*Assigned task*
Transcribe each record exactly; skip any picture.

..............................

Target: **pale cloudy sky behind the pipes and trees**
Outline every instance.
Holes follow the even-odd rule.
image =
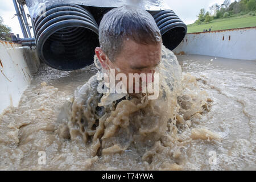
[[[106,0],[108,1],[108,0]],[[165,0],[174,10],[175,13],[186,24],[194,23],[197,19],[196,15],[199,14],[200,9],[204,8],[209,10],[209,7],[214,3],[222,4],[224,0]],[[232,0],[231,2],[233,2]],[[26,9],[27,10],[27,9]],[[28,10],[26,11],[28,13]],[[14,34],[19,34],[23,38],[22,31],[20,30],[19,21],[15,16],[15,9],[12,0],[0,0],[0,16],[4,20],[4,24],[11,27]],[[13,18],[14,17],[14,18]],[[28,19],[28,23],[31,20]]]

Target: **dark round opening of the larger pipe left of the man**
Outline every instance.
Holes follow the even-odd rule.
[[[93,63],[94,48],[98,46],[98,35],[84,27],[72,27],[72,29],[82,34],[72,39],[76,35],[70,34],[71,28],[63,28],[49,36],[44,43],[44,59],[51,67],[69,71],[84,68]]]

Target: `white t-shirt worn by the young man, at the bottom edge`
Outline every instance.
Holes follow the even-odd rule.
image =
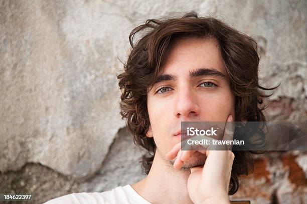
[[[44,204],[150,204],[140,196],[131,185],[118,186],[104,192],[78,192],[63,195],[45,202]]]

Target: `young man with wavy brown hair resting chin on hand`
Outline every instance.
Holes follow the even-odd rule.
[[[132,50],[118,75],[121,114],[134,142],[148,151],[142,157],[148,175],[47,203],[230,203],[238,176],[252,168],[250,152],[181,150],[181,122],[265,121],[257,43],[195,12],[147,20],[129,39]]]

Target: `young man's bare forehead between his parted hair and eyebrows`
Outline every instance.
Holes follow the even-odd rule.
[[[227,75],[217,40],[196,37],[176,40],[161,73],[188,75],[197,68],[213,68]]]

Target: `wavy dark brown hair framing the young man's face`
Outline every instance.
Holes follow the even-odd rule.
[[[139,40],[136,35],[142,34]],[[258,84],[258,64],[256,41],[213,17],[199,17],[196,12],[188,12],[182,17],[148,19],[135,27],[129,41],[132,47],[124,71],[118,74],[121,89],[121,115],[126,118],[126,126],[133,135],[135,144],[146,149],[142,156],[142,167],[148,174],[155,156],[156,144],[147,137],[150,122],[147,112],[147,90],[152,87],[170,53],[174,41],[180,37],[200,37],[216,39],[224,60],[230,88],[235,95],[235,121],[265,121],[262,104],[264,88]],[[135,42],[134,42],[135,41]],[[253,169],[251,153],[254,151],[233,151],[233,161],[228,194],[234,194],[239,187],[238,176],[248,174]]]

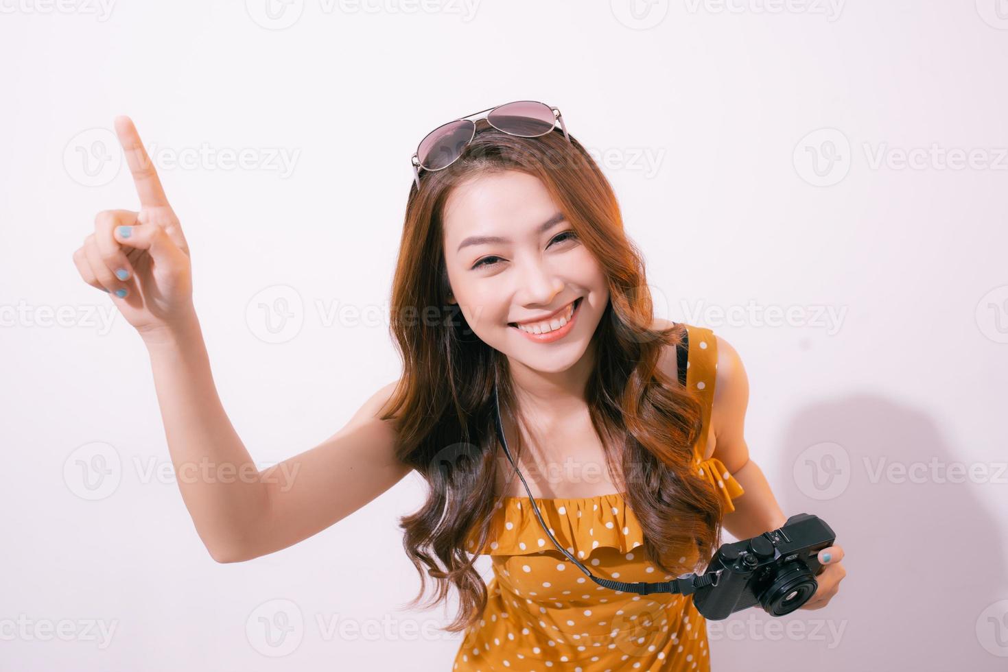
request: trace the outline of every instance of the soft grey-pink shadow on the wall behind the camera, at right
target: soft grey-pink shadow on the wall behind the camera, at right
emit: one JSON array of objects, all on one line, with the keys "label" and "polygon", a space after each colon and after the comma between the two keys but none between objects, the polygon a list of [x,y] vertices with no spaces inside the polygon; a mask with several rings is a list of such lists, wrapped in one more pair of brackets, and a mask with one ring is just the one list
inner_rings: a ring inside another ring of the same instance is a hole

..............................

*Task solution*
Target: **pale cloudy sky behind the pipes and trees**
Outline every instance.
Holes follow the even-odd rule.
image =
[[[106,0],[108,1],[108,0]],[[165,0],[174,10],[175,13],[186,24],[194,23],[197,19],[196,15],[199,14],[200,9],[204,8],[209,10],[209,7],[214,3],[222,4],[224,0]],[[232,0],[231,2],[233,2]],[[26,9],[27,10],[27,9]],[[28,10],[26,11],[28,13]],[[14,34],[19,34],[23,38],[22,31],[20,30],[19,21],[15,16],[15,9],[12,0],[0,0],[0,16],[4,20],[4,24],[11,27]],[[13,18],[14,17],[14,18]],[[28,19],[28,23],[31,20]]]

Target: **dark round opening of the larger pipe left of the man**
Outline every instance.
Holes follow the even-odd rule.
[[[93,63],[94,48],[98,46],[98,35],[84,27],[72,27],[72,29],[82,34],[72,39],[76,35],[70,34],[71,28],[63,28],[49,36],[44,43],[44,59],[51,67],[69,71],[84,68]]]

Target: `white t-shirt worn by the young man, at the bottom edge`
Outline every instance.
Holes follow the even-odd rule.
image =
[[[44,204],[150,204],[140,196],[131,185],[118,186],[104,192],[78,192],[63,195],[45,202]]]

Target: `young man with wavy brown hair resting chin on hand`
Outline every instance.
Holes follow the even-odd rule.
[[[132,50],[118,75],[121,114],[134,142],[148,151],[142,157],[148,175],[47,203],[230,203],[238,176],[252,168],[250,152],[181,150],[181,122],[265,121],[257,43],[195,12],[147,20],[129,39]]]

Target: `young man's bare forehead between his parted hair and eyebrows`
Outline every instance.
Holes follow the even-odd rule.
[[[227,75],[217,40],[196,37],[176,40],[161,73],[188,75],[197,68],[213,68]]]

Target: `wavy dark brown hair framing the young man's face`
Outline every instance.
Holes follow the even-odd rule.
[[[139,40],[136,35],[142,34]],[[258,84],[258,64],[256,41],[213,17],[199,17],[196,12],[188,12],[182,17],[148,19],[135,27],[129,41],[132,47],[124,71],[118,74],[121,89],[121,115],[126,118],[126,126],[133,135],[135,144],[146,149],[142,156],[142,167],[148,174],[155,156],[156,144],[147,137],[150,122],[147,112],[147,90],[152,87],[170,53],[174,41],[180,37],[200,37],[216,39],[224,60],[230,88],[235,95],[235,121],[265,121],[262,104],[264,88]],[[135,42],[134,42],[135,41]],[[253,169],[251,153],[254,151],[233,151],[233,161],[228,194],[234,194],[239,187],[238,176],[248,174]]]

request: trace the outline of every instance of the soft grey-pink shadow on the wall behind the camera, at right
target: soft grey-pink shadow on the wall behind the camera, at right
emit: one JSON array of objects, all on one line, with the keys "label" and "polygon", a space after each colon and after the comma between the two keys but none between objects, the polygon a list of [x,y] vertices with no spaces inside the polygon; a mask with several rings is a list of such lists, wrapped in one more pair of brackets, and a mask with one ring is just the one list
inner_rings: a ring inside another ring of the same instance is a hole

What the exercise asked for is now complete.